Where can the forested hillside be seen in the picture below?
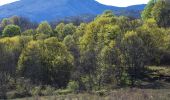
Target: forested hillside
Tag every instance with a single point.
(41, 10)
(107, 53)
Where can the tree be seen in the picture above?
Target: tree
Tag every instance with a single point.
(146, 14)
(63, 30)
(134, 55)
(11, 30)
(46, 62)
(44, 28)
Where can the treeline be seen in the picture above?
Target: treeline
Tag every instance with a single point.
(106, 53)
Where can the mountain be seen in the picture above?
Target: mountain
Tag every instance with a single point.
(39, 10)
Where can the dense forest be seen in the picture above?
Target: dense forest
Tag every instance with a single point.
(106, 53)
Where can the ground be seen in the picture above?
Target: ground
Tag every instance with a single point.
(155, 86)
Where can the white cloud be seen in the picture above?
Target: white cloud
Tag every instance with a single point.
(2, 2)
(122, 3)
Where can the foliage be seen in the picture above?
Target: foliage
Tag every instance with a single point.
(11, 30)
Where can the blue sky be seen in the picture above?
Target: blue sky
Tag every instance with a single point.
(123, 3)
(120, 3)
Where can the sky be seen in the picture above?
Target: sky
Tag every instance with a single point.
(120, 3)
(123, 3)
(2, 2)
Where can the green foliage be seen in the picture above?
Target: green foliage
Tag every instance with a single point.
(146, 14)
(11, 30)
(46, 56)
(44, 28)
(63, 30)
(106, 53)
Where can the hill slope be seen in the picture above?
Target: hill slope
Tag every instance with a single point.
(39, 10)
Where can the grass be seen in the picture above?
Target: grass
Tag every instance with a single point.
(156, 86)
(120, 94)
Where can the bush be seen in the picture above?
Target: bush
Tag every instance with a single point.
(73, 86)
(11, 30)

---*---

_EXERCISE PROMPT:_ Write out the data word for word. Any picture is to be skipped.

_SOLUTION FOR THIS PROBLEM:_
Where can the forested hillside be seen in the picture below?
Target: forested hillside
Tag every instance with a single point.
(41, 10)
(107, 53)
Where can the tree be seen in the picture above?
Target: tree
Tag every instance with a single point.
(146, 14)
(63, 30)
(134, 55)
(11, 30)
(46, 62)
(44, 28)
Where can the treeline be seen in the picture above?
Target: treeline
Tag every instance with a single point.
(106, 53)
Where can the mountain be seen in the picture above?
Target: mountain
Tag every instance with a single point.
(39, 10)
Where can the dense forest be seen in the picture above?
Target: dense forest
Tag every instance with a single point.
(106, 53)
Where can the ground be seen in the picture above?
Target: ground
Tag every instance with a single point.
(155, 86)
Where can the white cloud be seen in the picture above?
Target: white cloud
Tag every instance with a single point.
(2, 2)
(122, 3)
Where can the foliage be seen in the picture above?
Target: foliage
Tag every instance with a single point.
(11, 30)
Where can the blue sky be seen in the picture above?
Target: blue sky
Tag every instance with a single point.
(123, 3)
(120, 3)
Where can the sky be seen in the picture above?
Target: sky
Tag every instance with a single point.
(120, 3)
(123, 3)
(2, 2)
Where can the green foliage be seen in the picture above?
Target: green foliage
Tag every instance with a single point.
(146, 14)
(11, 30)
(46, 56)
(44, 28)
(63, 30)
(106, 53)
Where can the hill slope be seen in the picture above?
Target: hill slope
Tag every instance with a single point.
(39, 10)
Where can the grass be seen in the picture above?
Target: grass
Tag every instance with a single point.
(156, 86)
(120, 94)
Where can the bush be seen in the picture above?
Target: bush
Tag every instance with a single point.
(73, 86)
(11, 30)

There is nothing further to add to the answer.